» WORK INSTRUCTIONS
Pick up the blog post on DevOps below at the point where it stops and extend it with the next few paragraphs.

» EXCERPT PROVIDED
# # # # #

On DevOps…

DevOps is getting a lot of attention in SQL Server and Developer communities these days. Two friends have blogged about the outage and accompanying data loss experienced by GitLab:

I’m sure there are other posts, these are the two I read recently. Like Brent and Mike, my first impression on hearing about the incident was: I admire their transparency. It’s on-going. GitLab posted about the incident and they were, in my opinion, incredibly honest with themselves. That’s integrity. And it’s worth its weight in californium.

Brent’s post translated the episode into SQL Server-speak, which is awesome. Mike’s post, also awesome, used the GitLab incident to reinforce some DevOps best practices.

Mike emphasizes the balance needed between the Dev side of DevOps and the Ops side. I’m going to kick that up a notch.

If you are not balancing Development and Operations efforts, you are not practicing DevOps.

What is DevOps?

I (and likely Brent and Mike) have seen a lot of organizations struggle with this question. I’ve helped companies implement DevOps (Enterprise Data & Analytics helps organizations implement DevOps – learn more here). In my experience, companies that struggle with DevOps most often misunderstand the difference between DevOps and Agile methodologies. When well-intentioned, good-hearted, intelligent people confuse DevOps and Agile, they try to implement something like Scrum in Operations. In my humble opinion and based on experience, this either fails outright or morphs (in order to survive) into something other than Agile Operations. (Note: One can label their operations activities “Agile.” That doesn’t mean they’re practicing agile.)

# # # # #

» DATA
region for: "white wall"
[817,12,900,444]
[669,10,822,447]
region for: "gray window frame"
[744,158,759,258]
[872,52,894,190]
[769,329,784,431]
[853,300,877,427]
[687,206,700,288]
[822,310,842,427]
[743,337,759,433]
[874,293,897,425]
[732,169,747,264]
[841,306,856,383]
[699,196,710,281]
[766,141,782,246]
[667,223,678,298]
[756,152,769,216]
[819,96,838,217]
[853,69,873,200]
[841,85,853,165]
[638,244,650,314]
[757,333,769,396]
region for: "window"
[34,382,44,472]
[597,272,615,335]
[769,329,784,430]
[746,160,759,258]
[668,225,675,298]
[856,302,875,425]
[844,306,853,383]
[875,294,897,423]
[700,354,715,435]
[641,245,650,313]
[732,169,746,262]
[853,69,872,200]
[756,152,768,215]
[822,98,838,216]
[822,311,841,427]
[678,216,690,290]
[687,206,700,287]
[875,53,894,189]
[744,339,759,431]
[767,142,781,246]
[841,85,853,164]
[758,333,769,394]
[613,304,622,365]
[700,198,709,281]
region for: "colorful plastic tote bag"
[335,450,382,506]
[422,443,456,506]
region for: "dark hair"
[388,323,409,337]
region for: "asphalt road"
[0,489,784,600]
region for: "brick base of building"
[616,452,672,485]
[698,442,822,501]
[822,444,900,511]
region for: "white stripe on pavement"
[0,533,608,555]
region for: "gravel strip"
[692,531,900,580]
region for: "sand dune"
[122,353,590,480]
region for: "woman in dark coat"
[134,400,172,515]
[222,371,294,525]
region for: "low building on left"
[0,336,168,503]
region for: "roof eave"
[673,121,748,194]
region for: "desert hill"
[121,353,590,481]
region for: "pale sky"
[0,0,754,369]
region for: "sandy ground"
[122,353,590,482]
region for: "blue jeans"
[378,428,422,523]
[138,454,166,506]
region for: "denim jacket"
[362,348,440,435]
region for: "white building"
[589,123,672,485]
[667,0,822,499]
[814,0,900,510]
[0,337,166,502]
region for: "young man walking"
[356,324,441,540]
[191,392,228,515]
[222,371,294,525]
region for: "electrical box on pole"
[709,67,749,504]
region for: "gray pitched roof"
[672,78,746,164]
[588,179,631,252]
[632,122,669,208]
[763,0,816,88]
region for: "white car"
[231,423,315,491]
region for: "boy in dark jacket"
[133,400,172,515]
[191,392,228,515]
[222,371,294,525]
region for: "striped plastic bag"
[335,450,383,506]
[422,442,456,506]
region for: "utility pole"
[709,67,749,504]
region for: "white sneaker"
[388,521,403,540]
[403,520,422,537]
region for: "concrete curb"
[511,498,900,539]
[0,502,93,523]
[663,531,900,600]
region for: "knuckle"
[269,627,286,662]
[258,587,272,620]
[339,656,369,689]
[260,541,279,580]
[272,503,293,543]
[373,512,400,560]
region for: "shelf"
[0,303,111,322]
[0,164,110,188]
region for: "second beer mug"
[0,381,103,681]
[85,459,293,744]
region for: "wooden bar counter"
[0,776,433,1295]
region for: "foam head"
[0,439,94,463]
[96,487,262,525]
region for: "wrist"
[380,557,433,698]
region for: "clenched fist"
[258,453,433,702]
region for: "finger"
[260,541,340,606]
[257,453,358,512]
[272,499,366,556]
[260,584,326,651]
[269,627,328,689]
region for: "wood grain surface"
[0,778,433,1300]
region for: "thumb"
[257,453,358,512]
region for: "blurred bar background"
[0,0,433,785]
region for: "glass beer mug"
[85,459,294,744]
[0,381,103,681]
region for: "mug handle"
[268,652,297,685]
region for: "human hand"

# # # # #

» TASK RESPONSE
Operations is its own practice. Even in DevOps. Can we use some of the same tools and best practices designed for managing and monitoring software development in operations? Goodness yes. But that doesn’t make Operations agile.

“What Does DevOps Mean in Operations, Then, Andy?”

Automation. Scripted and documented, idempotent (re-executable without harming state), repeatable automation.

Documentation

DevOps documentation includes but is not limited to vendor and internal team documentation, wikis, knowledge bases, how-to guides, and run books. Run books may should include practices, policies, and procedures. Additional Operations documentation will cover Outage Response Management which will include on-call schedules and escalation policy and procedures.

Most Operations teams use Service Desk ticketing software such as Jira Service Desk or ZenDesk. This too is part of Operations documentation.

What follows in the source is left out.